+++ Excerpted records +++
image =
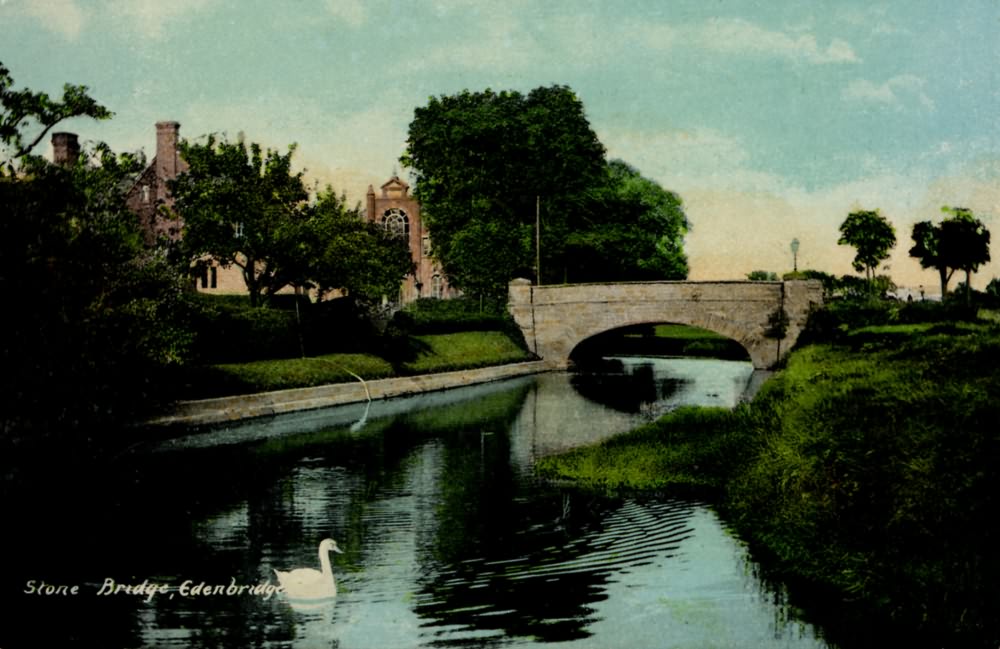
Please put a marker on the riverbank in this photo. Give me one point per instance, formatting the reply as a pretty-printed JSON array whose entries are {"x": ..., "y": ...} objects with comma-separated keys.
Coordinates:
[{"x": 866, "y": 470}]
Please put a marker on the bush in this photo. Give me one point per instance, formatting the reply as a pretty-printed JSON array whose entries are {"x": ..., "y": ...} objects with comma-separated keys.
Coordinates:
[
  {"x": 231, "y": 331},
  {"x": 433, "y": 316}
]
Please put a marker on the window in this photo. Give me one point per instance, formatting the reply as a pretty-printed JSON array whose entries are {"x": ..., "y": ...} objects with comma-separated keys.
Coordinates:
[
  {"x": 396, "y": 222},
  {"x": 209, "y": 277}
]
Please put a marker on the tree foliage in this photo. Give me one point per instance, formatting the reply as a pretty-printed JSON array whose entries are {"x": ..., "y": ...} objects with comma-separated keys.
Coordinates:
[
  {"x": 345, "y": 252},
  {"x": 243, "y": 206},
  {"x": 487, "y": 164},
  {"x": 629, "y": 229},
  {"x": 959, "y": 242},
  {"x": 95, "y": 315},
  {"x": 25, "y": 110},
  {"x": 483, "y": 161},
  {"x": 872, "y": 236}
]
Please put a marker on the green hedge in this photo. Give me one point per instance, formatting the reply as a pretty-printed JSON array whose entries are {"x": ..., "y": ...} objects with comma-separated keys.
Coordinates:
[{"x": 229, "y": 330}]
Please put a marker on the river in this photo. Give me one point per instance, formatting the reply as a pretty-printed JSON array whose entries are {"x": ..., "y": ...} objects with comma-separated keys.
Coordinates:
[{"x": 448, "y": 538}]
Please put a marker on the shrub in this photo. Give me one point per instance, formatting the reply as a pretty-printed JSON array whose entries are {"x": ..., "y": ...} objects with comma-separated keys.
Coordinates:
[{"x": 433, "y": 316}]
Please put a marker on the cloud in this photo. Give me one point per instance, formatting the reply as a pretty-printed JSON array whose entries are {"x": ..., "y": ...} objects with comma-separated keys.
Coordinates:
[
  {"x": 65, "y": 17},
  {"x": 895, "y": 92},
  {"x": 351, "y": 12},
  {"x": 735, "y": 36},
  {"x": 151, "y": 18},
  {"x": 742, "y": 37},
  {"x": 498, "y": 44}
]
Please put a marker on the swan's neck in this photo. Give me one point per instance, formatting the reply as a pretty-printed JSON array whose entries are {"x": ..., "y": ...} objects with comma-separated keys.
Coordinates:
[{"x": 324, "y": 562}]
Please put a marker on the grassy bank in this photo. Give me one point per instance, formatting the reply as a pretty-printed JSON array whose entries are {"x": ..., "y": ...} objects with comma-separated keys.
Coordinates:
[
  {"x": 425, "y": 354},
  {"x": 867, "y": 469}
]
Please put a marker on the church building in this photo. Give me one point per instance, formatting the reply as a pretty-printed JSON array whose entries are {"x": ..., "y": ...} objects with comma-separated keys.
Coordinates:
[{"x": 394, "y": 209}]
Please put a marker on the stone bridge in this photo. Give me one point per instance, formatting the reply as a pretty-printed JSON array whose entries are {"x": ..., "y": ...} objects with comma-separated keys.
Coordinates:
[{"x": 555, "y": 319}]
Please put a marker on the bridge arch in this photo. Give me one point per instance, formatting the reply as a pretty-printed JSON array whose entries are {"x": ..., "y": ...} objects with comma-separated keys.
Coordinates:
[
  {"x": 555, "y": 319},
  {"x": 727, "y": 344}
]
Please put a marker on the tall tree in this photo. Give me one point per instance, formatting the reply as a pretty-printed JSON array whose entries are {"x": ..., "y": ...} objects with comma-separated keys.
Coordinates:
[
  {"x": 483, "y": 163},
  {"x": 243, "y": 206},
  {"x": 964, "y": 243},
  {"x": 872, "y": 236},
  {"x": 927, "y": 248},
  {"x": 94, "y": 316},
  {"x": 630, "y": 228},
  {"x": 959, "y": 242},
  {"x": 25, "y": 110}
]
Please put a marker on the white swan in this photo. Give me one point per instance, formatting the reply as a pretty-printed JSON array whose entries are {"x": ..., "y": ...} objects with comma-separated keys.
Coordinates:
[{"x": 309, "y": 583}]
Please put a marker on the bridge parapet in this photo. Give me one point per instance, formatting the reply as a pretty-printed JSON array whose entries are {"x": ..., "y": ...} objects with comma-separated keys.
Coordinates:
[{"x": 555, "y": 319}]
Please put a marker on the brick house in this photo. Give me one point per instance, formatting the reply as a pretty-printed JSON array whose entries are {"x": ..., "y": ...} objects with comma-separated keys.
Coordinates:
[{"x": 394, "y": 209}]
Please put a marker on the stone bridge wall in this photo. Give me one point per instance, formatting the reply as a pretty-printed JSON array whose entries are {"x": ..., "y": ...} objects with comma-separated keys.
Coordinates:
[{"x": 555, "y": 319}]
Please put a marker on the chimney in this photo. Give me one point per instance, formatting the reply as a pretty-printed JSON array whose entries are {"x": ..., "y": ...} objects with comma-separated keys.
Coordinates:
[
  {"x": 167, "y": 163},
  {"x": 65, "y": 149},
  {"x": 370, "y": 203}
]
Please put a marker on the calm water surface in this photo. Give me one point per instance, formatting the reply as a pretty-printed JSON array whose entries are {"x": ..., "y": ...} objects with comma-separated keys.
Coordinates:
[{"x": 448, "y": 538}]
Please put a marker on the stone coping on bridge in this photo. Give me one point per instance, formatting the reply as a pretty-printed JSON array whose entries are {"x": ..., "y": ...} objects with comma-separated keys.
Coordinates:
[{"x": 228, "y": 409}]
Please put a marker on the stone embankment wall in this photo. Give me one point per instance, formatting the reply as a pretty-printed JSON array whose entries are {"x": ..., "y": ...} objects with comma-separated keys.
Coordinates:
[{"x": 226, "y": 409}]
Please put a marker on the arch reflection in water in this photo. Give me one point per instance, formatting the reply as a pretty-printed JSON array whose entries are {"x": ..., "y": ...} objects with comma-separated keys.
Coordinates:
[{"x": 448, "y": 537}]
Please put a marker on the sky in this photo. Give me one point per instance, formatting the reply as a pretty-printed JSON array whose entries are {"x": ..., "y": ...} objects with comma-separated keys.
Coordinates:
[{"x": 772, "y": 120}]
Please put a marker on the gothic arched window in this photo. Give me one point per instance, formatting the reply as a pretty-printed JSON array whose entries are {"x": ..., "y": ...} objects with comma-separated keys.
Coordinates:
[{"x": 396, "y": 222}]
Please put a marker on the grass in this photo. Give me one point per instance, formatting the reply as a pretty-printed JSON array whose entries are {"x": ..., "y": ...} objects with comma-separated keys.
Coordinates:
[
  {"x": 463, "y": 350},
  {"x": 688, "y": 449},
  {"x": 869, "y": 469},
  {"x": 685, "y": 332}
]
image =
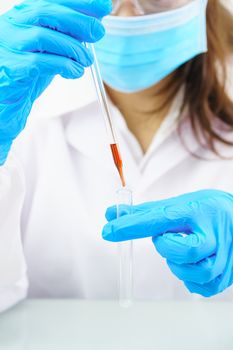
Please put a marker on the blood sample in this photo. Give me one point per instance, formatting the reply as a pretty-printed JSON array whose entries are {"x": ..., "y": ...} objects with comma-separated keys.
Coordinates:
[{"x": 118, "y": 161}]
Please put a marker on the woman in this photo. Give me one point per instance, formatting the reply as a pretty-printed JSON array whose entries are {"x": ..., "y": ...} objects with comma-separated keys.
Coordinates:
[{"x": 174, "y": 121}]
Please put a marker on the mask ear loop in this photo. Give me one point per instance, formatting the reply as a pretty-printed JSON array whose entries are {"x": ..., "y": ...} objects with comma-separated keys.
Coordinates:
[{"x": 134, "y": 4}]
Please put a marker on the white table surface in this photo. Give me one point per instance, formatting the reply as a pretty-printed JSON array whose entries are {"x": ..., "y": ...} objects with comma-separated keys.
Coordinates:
[{"x": 85, "y": 325}]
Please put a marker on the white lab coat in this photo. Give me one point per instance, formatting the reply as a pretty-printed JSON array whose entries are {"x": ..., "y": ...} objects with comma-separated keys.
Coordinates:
[{"x": 55, "y": 188}]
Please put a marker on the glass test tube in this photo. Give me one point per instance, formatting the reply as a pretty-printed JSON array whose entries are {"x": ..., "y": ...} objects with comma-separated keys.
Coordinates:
[{"x": 124, "y": 202}]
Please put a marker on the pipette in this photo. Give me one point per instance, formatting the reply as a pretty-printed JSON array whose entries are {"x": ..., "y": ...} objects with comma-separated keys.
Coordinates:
[
  {"x": 95, "y": 71},
  {"x": 124, "y": 195}
]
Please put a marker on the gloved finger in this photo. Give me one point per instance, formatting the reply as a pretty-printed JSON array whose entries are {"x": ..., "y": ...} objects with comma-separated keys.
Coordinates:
[
  {"x": 60, "y": 19},
  {"x": 202, "y": 272},
  {"x": 51, "y": 65},
  {"x": 96, "y": 8},
  {"x": 206, "y": 290},
  {"x": 38, "y": 39},
  {"x": 147, "y": 223},
  {"x": 185, "y": 248}
]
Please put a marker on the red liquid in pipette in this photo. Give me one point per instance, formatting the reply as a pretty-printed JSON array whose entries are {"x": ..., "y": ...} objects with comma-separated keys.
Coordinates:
[{"x": 118, "y": 162}]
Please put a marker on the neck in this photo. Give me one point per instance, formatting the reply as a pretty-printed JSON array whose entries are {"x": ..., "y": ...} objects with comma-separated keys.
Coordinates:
[{"x": 145, "y": 110}]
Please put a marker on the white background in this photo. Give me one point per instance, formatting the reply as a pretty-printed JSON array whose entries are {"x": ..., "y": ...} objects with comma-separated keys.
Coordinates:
[{"x": 65, "y": 95}]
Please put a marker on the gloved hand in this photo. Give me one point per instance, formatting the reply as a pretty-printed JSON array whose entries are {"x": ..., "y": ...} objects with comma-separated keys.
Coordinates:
[
  {"x": 193, "y": 232},
  {"x": 38, "y": 40}
]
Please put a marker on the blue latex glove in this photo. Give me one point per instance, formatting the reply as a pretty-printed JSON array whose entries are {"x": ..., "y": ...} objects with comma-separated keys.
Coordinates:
[
  {"x": 38, "y": 40},
  {"x": 193, "y": 232}
]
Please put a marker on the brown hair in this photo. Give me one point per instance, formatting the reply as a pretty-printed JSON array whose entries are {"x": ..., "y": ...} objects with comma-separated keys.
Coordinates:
[{"x": 205, "y": 79}]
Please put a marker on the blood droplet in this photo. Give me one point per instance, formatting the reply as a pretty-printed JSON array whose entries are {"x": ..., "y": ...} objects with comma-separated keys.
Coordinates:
[{"x": 118, "y": 161}]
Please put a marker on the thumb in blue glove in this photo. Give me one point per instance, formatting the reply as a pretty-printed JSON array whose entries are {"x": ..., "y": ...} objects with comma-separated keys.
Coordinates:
[
  {"x": 38, "y": 40},
  {"x": 193, "y": 232}
]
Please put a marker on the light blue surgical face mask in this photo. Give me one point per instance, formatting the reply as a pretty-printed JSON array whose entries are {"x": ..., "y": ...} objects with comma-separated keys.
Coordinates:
[{"x": 138, "y": 52}]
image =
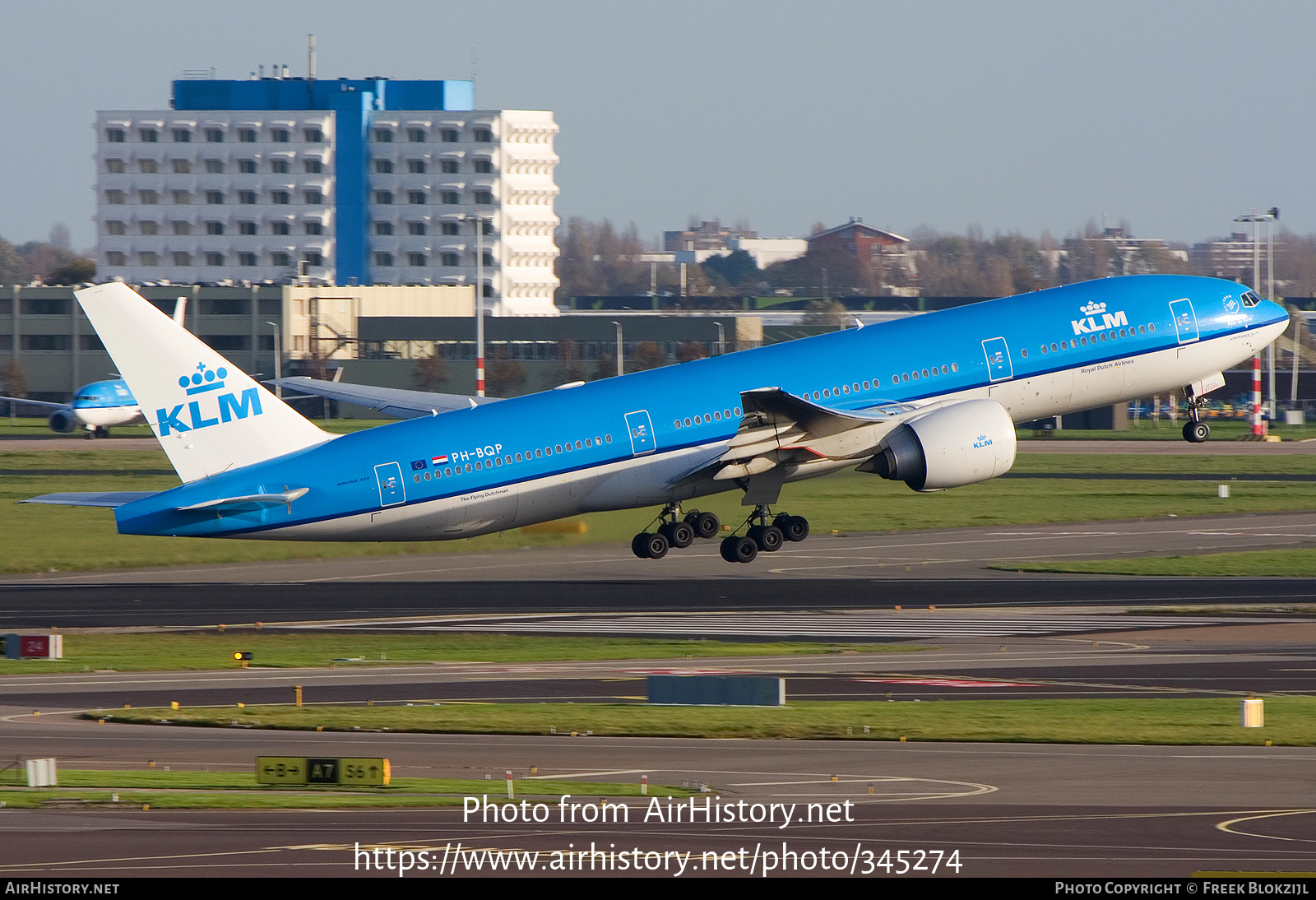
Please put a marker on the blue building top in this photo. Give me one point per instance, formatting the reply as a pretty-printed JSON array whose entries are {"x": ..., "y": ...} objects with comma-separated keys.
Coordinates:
[{"x": 322, "y": 94}]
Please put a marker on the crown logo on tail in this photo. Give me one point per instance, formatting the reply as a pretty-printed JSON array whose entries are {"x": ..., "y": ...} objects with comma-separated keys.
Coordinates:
[{"x": 204, "y": 379}]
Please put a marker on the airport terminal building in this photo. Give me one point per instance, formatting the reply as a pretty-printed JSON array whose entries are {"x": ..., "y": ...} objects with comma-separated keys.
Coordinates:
[{"x": 353, "y": 182}]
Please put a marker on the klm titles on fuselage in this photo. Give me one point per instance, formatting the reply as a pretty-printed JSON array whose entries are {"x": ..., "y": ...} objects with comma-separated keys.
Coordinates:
[
  {"x": 1090, "y": 325},
  {"x": 207, "y": 382}
]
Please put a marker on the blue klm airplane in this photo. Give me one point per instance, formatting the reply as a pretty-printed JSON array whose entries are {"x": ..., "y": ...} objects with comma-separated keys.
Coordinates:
[{"x": 929, "y": 401}]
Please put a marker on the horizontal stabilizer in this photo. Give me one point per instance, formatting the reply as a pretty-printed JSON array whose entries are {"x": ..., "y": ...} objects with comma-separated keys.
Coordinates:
[
  {"x": 392, "y": 401},
  {"x": 249, "y": 500},
  {"x": 92, "y": 499}
]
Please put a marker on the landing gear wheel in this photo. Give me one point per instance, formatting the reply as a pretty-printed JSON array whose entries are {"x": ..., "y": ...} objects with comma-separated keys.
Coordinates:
[
  {"x": 656, "y": 546},
  {"x": 767, "y": 537},
  {"x": 679, "y": 535},
  {"x": 706, "y": 524},
  {"x": 739, "y": 549},
  {"x": 794, "y": 528}
]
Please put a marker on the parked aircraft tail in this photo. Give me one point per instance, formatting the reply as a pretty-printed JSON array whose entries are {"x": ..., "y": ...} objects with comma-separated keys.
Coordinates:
[{"x": 207, "y": 414}]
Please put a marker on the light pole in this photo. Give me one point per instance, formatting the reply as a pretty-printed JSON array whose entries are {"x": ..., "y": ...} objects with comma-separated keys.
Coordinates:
[
  {"x": 620, "y": 370},
  {"x": 278, "y": 360},
  {"x": 480, "y": 304}
]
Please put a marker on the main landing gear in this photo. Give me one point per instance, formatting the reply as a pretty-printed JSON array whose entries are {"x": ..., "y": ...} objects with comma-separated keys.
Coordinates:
[
  {"x": 1195, "y": 430},
  {"x": 765, "y": 537},
  {"x": 674, "y": 531}
]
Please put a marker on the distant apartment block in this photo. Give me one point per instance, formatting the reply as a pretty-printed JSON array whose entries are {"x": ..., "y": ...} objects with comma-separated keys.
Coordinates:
[{"x": 368, "y": 182}]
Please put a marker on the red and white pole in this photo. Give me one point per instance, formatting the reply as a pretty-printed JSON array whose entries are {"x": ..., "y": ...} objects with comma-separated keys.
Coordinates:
[{"x": 1258, "y": 429}]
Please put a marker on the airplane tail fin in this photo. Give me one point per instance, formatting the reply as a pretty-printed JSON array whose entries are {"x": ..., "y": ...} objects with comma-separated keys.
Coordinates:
[{"x": 207, "y": 414}]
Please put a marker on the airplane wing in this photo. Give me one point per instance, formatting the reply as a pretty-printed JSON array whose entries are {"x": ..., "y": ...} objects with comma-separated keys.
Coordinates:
[
  {"x": 37, "y": 403},
  {"x": 392, "y": 401},
  {"x": 92, "y": 499}
]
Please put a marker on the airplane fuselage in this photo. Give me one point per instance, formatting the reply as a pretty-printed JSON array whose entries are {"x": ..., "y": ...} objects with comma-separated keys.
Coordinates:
[{"x": 649, "y": 437}]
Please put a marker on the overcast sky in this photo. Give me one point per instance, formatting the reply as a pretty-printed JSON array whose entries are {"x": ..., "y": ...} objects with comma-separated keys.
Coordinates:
[{"x": 1012, "y": 116}]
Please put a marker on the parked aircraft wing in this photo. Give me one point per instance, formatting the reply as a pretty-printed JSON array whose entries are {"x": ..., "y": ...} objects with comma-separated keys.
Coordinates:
[
  {"x": 92, "y": 499},
  {"x": 392, "y": 401}
]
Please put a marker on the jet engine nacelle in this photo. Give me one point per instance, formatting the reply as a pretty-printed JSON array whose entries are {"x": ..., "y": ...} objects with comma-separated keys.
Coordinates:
[
  {"x": 961, "y": 443},
  {"x": 63, "y": 421}
]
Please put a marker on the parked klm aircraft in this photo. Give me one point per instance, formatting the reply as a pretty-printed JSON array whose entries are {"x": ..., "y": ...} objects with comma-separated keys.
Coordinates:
[
  {"x": 99, "y": 406},
  {"x": 929, "y": 401}
]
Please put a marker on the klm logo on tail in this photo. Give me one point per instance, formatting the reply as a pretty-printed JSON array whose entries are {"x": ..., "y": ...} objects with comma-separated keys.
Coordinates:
[{"x": 202, "y": 383}]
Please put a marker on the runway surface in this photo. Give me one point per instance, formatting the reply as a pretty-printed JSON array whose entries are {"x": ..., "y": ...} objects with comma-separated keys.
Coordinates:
[{"x": 960, "y": 553}]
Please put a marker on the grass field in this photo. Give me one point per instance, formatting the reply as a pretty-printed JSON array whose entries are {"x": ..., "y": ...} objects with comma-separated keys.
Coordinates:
[
  {"x": 39, "y": 538},
  {"x": 215, "y": 649},
  {"x": 190, "y": 790},
  {"x": 1290, "y": 720}
]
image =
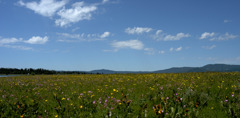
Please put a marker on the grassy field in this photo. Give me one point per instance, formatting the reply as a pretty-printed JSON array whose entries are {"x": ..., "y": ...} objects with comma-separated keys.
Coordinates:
[{"x": 121, "y": 95}]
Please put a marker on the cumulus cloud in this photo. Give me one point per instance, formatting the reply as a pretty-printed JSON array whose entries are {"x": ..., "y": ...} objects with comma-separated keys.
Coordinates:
[
  {"x": 37, "y": 40},
  {"x": 209, "y": 47},
  {"x": 226, "y": 36},
  {"x": 149, "y": 51},
  {"x": 16, "y": 47},
  {"x": 63, "y": 15},
  {"x": 217, "y": 37},
  {"x": 132, "y": 44},
  {"x": 137, "y": 30},
  {"x": 207, "y": 35},
  {"x": 9, "y": 40},
  {"x": 78, "y": 12},
  {"x": 105, "y": 1},
  {"x": 161, "y": 52},
  {"x": 44, "y": 7},
  {"x": 227, "y": 21},
  {"x": 105, "y": 34},
  {"x": 82, "y": 37},
  {"x": 161, "y": 36},
  {"x": 178, "y": 49},
  {"x": 177, "y": 37}
]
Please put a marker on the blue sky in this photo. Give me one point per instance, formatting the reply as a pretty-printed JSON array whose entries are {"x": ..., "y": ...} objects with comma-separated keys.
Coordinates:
[{"x": 135, "y": 35}]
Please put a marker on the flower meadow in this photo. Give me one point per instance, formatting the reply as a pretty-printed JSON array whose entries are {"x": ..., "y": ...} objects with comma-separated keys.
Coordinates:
[{"x": 209, "y": 94}]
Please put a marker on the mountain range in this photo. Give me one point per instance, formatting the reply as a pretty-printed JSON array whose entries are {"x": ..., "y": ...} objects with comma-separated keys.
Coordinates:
[{"x": 206, "y": 68}]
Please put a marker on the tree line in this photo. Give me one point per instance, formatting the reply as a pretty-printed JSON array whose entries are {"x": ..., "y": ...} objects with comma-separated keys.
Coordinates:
[{"x": 38, "y": 71}]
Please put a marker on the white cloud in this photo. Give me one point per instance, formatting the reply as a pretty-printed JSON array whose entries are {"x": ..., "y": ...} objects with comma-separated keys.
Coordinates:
[
  {"x": 105, "y": 34},
  {"x": 37, "y": 40},
  {"x": 178, "y": 49},
  {"x": 82, "y": 37},
  {"x": 209, "y": 47},
  {"x": 159, "y": 35},
  {"x": 133, "y": 44},
  {"x": 9, "y": 40},
  {"x": 161, "y": 52},
  {"x": 177, "y": 37},
  {"x": 217, "y": 37},
  {"x": 158, "y": 32},
  {"x": 44, "y": 7},
  {"x": 16, "y": 47},
  {"x": 226, "y": 36},
  {"x": 105, "y": 1},
  {"x": 78, "y": 12},
  {"x": 227, "y": 21},
  {"x": 149, "y": 51},
  {"x": 207, "y": 35},
  {"x": 138, "y": 30}
]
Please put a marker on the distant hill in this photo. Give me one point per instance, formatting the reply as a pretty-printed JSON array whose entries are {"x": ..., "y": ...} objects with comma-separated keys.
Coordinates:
[{"x": 206, "y": 68}]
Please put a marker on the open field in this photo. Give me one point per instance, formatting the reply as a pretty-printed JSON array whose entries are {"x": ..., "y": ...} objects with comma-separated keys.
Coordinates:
[{"x": 121, "y": 95}]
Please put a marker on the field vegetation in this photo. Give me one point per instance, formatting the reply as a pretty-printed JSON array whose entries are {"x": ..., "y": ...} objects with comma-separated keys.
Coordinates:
[{"x": 121, "y": 95}]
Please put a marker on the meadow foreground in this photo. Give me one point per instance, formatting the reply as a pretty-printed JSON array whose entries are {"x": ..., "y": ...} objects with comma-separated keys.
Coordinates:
[{"x": 121, "y": 95}]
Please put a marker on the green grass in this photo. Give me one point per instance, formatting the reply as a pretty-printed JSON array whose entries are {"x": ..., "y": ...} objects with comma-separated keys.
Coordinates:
[{"x": 121, "y": 95}]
+++
Exercise instructions:
Return exactly the lines from the line bearing "Please put a marker on the distant hill" to the end of the records, inclusive of both; include no other lines.

Solved exercise:
Please put a marker on the distant hill in this photo. Give me one point per instance, formatting the reply as a pretty-printed JSON array whose entries are {"x": ..., "y": ...} objects with comma-separated keys.
Coordinates:
[{"x": 206, "y": 68}]
Please put a marker on the open field in this photo. Give me one point per instance, formatting the reply as a pretty-printed JSON array whose entries are {"x": ..., "y": ...} objects with comma-separated keys.
Coordinates:
[{"x": 121, "y": 95}]
Please put a marker on the field vegetation in this photo. Give me one point per instance, formatting the reply as a pretty-printed JSON array whose entries are {"x": ..., "y": ...} objects with comma-separated keys.
Coordinates:
[{"x": 121, "y": 95}]
Please put a marker on the meadow foreground in this photo. Give me one point per instance, formatting the reply as a pretty-printed JSON array whose entries are {"x": ..., "y": ...} objects with comma-separated keys.
Coordinates:
[{"x": 121, "y": 95}]
Please put a marker on the green grass in this photo. Give me one point per instance, formatting the reply as a pretty-printed JSON array whose entries are {"x": ..., "y": ...} objects with comma-separated keys.
Coordinates:
[{"x": 121, "y": 95}]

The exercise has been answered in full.